_Tasks to carry out_
1) Answer these from the forum thread on grapes and weather stations:
(a) How tall are the rooted native grape cuttings planted along the fence?
(b) Since what year has SLOweather.com been on the Internet?
(c) What does the solar sensor enable the console to calculate?
2) From the forum thread on grapes and weather stations, repeat word for word the passage that opens with the words containing "In the past, we" and closes with "jelly with them.".

— Start Selected excerpt —

# Leaves!



## SLOweather (Feb 26, 2012)

I've been doing a lot of research, and realized that it's probably too late this season to order and plant any wine grapes.

In the past, we have grown Vitus Californica 'Roger's Red' native grapes for decoration. A couple of years ago, we got 10 lbs or so of grapes and made jelly with them. 

I've been growing them from cuttings now for several years, and, just for fun and for something to watch, planted a few along the fence of our proposed vineyard. These are probably fall 2010 cuttings rooted and then potted out last year. They are not very big, maybe 6-10 inches tall.

I planted them about 5 or 6 weeks ago, and put 1' cut-down tree tubes over them to protect them and give a little greenhouse effect. Today, Markie (our Shih Tzu/Pom/Chihuahua) and I tromped over the hill to check them out. All of them have leaves and look very vigorous!

Woo hoo! The tromp also made me notice that the microclimate on the back hill is probably well-suited for a vineyard. It is more sheltered from the on-shore winds that the house and some of the rest of our property. I think I'll stick a new weather station in the middle of the vineyard area and compare it to the one at the house to see how the wind varies.


----------



## Deezil (Feb 26, 2012)

Whats it take to put in a weather system? What all does it keep track of? Appreciate any info on it ya can provide, im just starting to look into weather tracking instruments, as i delve deeper into this obsession.


----------



## SLOweather (Feb 27, 2012)

Deezil said:


> Whats it take to put in a weather system? What all does it keep track of? Appreciate any info on it ya can provide, im just starting to look into weather tracking instruments, as i delve deeper into this obsession.



Well, you've come to the right person to ask. I've had SLOweather.com on the Internet since 1998, and have purchased, speced, and/or installed well over 15 Davis Instruments weather stations. I also developed WeatherElement.com as an easy way to put your weather on a web site.

Basically, all you need is a weather station. They range from low end consumer grade stations that might cost $100 to professional/industrial grade stations that can cost multiple kilodollars.

I use and recommend only Davis Instruments stations. Davis is based in Hayward, CA, as is their tech support. Their warranties are liberal, and their repair fees very reasonable. They are the best of the consumer/prosumer weatherstations around, IMO. 

Their least expensive station is the Vantage Vue:







The Vue is wireless, so you don't have to run a cable from the outdoor unit to the indoor console. However, it is not expandable. 

The wireless Vantage Pro 2 or Pro 2 Plus is what I recommend to anyone serious about watching their weather. 






First of all, the Pro 2 can be ordered with solar and UV sensors (Pro 2 Plus) or you can add them later. The solar sensor enables the console to calculate evapotranspiration, which is an aid to determining when to water your crops.

— End Selected excerpt —
— Start Dataset records —

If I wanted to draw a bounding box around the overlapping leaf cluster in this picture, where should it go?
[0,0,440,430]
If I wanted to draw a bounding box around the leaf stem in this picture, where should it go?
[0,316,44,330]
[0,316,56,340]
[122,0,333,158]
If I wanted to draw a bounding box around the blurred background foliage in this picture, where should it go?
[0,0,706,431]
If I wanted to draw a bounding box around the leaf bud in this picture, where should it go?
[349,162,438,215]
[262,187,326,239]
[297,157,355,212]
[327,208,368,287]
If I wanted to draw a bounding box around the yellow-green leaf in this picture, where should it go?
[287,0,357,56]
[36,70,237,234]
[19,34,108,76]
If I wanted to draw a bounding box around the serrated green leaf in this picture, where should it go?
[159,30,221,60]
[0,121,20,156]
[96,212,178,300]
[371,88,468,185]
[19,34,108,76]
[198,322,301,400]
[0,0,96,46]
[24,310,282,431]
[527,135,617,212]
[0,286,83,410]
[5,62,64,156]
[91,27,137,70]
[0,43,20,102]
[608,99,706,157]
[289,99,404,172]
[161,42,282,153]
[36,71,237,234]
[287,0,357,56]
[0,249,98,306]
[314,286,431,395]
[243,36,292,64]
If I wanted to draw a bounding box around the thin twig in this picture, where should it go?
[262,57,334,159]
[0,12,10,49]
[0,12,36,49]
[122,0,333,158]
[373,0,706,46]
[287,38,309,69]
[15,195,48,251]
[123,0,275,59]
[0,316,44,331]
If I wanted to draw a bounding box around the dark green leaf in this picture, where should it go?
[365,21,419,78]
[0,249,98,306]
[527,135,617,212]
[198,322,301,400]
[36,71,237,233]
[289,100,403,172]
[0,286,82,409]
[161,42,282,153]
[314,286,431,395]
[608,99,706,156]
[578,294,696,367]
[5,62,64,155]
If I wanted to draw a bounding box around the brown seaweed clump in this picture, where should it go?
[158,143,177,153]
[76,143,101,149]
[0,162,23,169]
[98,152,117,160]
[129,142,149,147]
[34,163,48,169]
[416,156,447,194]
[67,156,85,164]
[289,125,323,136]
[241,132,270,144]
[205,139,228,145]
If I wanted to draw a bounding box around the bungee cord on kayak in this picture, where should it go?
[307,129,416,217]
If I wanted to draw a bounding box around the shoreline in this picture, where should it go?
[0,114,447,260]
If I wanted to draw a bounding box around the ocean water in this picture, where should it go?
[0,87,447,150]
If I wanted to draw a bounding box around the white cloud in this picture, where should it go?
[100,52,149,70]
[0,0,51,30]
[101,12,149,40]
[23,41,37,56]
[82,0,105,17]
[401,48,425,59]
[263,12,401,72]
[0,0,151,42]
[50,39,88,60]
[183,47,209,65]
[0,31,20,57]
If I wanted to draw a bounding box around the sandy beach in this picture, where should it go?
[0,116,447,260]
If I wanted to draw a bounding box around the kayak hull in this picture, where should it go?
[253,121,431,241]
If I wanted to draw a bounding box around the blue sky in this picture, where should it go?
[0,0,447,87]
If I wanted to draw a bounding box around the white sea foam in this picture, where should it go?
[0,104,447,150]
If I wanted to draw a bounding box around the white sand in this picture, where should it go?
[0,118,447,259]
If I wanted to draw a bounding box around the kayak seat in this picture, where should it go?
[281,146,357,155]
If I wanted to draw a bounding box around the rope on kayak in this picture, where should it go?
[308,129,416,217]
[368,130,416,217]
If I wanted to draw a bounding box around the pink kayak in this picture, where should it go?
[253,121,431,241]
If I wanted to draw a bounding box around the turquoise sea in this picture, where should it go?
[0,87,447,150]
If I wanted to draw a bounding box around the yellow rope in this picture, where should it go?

— End Dataset records —

_Per-task outputs_
1)
(a) Maybe 6-10 inches tall.
(b) 1998.
(c) Evapotranspiration.

2)
In the past, we have grown Vitus Californica 'Roger's Red' native grapes for decoration. A couple of years ago, we got 10 lbs or so of grapes and made jelly with them.